[Source records]
↓
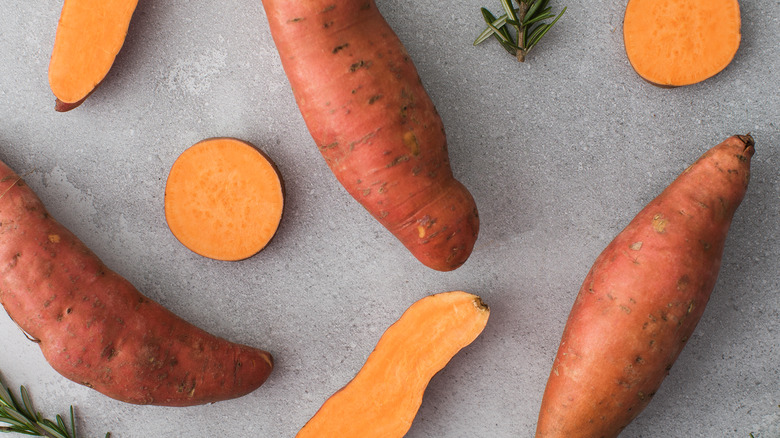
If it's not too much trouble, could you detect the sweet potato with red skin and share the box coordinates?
[536,135,754,438]
[263,0,479,271]
[0,162,273,406]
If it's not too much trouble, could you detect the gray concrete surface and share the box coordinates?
[0,0,780,438]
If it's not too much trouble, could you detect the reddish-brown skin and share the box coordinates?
[263,0,479,271]
[536,136,754,438]
[0,162,273,406]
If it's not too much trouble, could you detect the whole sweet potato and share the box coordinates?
[536,135,754,438]
[0,162,273,406]
[263,0,479,271]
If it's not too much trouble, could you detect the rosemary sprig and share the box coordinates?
[474,0,566,62]
[0,372,111,438]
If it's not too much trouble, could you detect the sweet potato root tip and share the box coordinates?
[54,97,87,113]
[0,162,273,406]
[263,0,479,271]
[623,0,741,87]
[536,135,754,438]
[297,291,490,438]
[165,138,284,260]
[49,0,138,107]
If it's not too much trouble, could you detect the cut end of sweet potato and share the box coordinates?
[623,0,741,87]
[165,138,284,261]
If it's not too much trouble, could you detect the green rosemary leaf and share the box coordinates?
[2,409,29,424]
[501,0,520,22]
[57,414,68,432]
[19,385,36,418]
[38,423,71,438]
[70,405,75,438]
[0,384,13,406]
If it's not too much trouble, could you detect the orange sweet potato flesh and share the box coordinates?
[263,0,479,271]
[49,0,138,112]
[0,159,273,406]
[165,138,284,261]
[536,135,754,438]
[623,0,741,87]
[297,291,490,438]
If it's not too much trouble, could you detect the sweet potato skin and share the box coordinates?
[0,162,273,406]
[263,0,479,271]
[536,136,754,438]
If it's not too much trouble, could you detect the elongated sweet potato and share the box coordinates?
[536,135,754,438]
[263,0,479,271]
[297,291,490,438]
[0,159,273,406]
[49,0,138,112]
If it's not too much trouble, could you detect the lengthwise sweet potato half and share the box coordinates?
[0,162,273,406]
[49,0,138,112]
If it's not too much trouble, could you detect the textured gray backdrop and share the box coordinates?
[0,0,780,438]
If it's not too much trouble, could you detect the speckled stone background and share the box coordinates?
[0,0,780,438]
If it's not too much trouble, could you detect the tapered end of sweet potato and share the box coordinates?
[54,97,87,113]
[400,180,479,271]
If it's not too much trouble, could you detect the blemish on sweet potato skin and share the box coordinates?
[0,162,272,406]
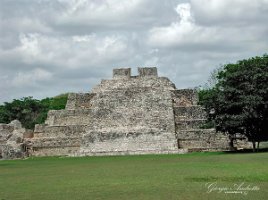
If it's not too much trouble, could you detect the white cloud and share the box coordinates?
[11,68,53,87]
[0,0,268,102]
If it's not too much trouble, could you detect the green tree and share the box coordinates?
[0,94,68,129]
[199,55,268,151]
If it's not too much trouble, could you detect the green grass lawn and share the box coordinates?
[0,153,268,200]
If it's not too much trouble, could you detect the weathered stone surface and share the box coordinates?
[0,120,28,159]
[25,67,251,156]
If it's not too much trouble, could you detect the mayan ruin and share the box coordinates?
[1,67,251,157]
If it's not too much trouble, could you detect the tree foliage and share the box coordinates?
[0,94,68,129]
[199,55,268,150]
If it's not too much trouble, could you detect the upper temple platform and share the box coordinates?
[113,67,158,79]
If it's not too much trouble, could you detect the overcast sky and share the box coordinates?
[0,0,268,103]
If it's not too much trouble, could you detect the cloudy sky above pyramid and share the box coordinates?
[0,0,268,103]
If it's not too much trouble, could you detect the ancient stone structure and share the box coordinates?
[0,120,33,159]
[23,67,251,156]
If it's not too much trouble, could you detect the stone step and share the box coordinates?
[34,125,86,138]
[175,119,206,130]
[173,105,206,119]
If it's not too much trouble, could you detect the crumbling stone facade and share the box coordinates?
[24,67,250,156]
[0,120,33,159]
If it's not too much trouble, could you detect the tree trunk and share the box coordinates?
[229,135,236,151]
[252,141,256,152]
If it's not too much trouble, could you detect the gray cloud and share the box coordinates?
[0,0,268,103]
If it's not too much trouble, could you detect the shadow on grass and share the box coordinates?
[224,148,268,154]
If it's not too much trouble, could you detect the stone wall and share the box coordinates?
[27,67,250,156]
[0,120,32,159]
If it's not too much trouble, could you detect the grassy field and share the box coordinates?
[0,153,268,200]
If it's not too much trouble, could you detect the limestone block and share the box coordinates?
[113,68,131,79]
[138,67,158,77]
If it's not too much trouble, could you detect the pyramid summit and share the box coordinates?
[1,67,250,159]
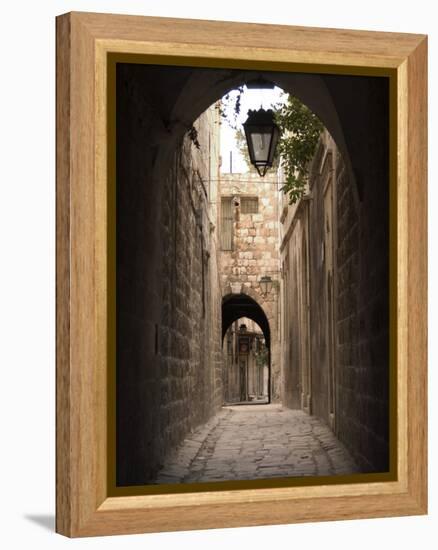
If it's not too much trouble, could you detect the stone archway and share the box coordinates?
[222,292,272,403]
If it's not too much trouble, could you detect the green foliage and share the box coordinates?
[218,86,245,130]
[187,125,201,149]
[274,95,324,204]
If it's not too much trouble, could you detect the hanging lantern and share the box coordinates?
[243,109,280,178]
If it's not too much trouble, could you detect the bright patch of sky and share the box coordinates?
[220,86,287,173]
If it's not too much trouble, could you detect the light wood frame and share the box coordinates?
[56,12,427,537]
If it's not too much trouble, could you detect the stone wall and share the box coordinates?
[281,122,389,472]
[219,170,281,402]
[116,65,222,485]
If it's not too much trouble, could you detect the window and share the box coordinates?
[240,197,259,214]
[221,197,234,250]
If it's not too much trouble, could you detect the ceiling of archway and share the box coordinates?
[222,294,270,347]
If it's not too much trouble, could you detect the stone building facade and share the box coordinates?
[116,64,223,485]
[280,131,389,472]
[218,170,281,402]
[223,317,269,404]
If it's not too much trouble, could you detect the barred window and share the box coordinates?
[221,197,234,250]
[240,197,259,214]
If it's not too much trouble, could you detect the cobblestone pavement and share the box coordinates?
[155,405,358,483]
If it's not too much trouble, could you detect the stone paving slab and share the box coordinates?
[154,405,358,484]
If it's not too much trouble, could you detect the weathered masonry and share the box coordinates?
[280,102,389,472]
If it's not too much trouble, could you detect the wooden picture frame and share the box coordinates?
[56,12,427,537]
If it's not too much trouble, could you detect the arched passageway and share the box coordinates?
[222,293,271,404]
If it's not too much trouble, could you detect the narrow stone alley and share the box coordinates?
[155,405,358,484]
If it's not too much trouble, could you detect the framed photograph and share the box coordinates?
[56,12,427,537]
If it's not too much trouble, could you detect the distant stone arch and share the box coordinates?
[222,289,271,348]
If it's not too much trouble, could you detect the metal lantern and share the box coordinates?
[259,275,272,296]
[243,109,280,178]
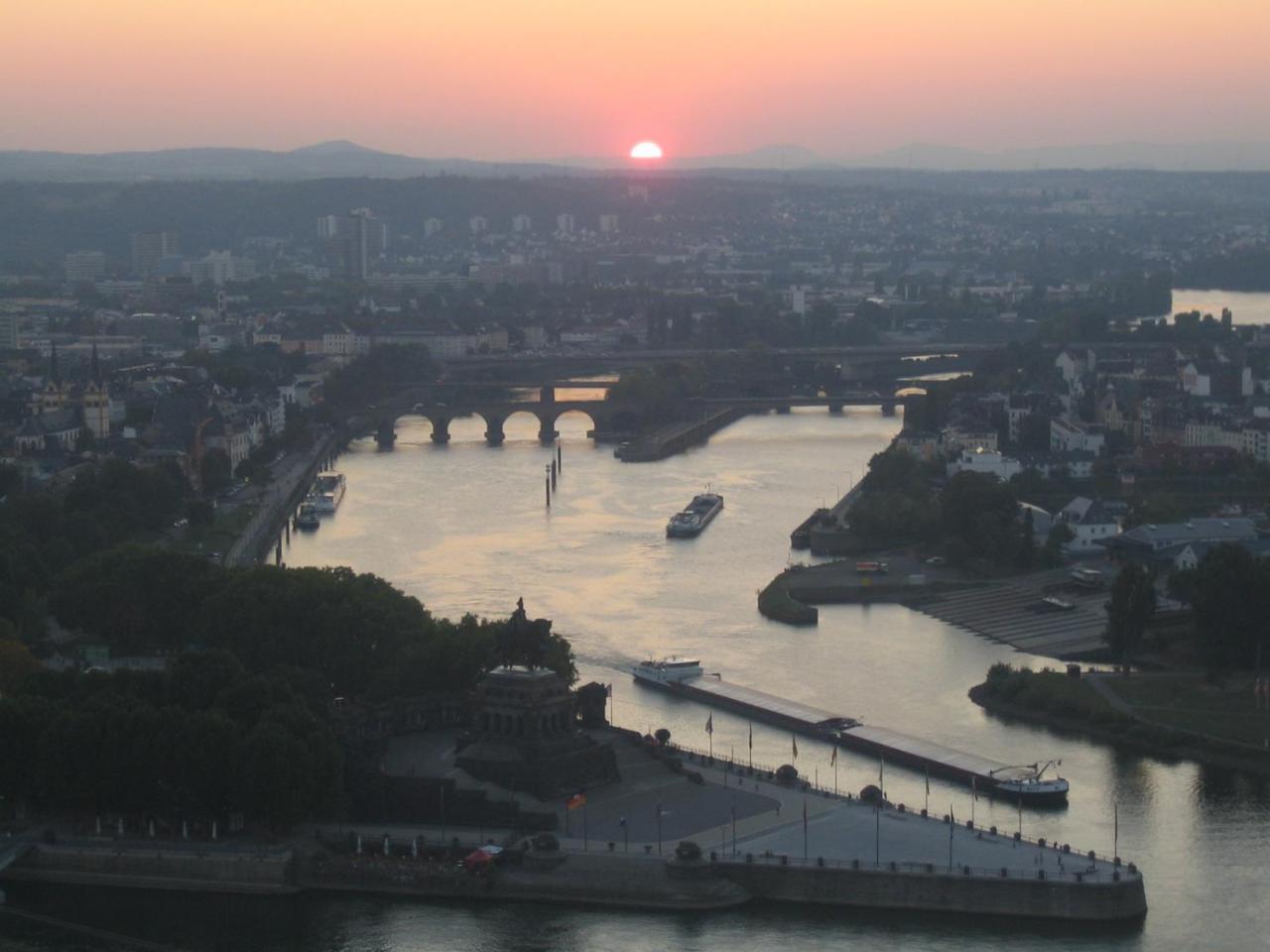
↑
◆ Direction ◆
Pull out every line in the material above that contains the word "gray", and copy each one in full.

◆ Result ◆
If it's not too much trouble, could you detect the gray concrete surface and share the box coordinates?
If it's not too much trouble, could you detect the textured gray backdrop and share the box coordinates?
If it's not too much trouble, could you detect the gray cloud and share the box coordinates?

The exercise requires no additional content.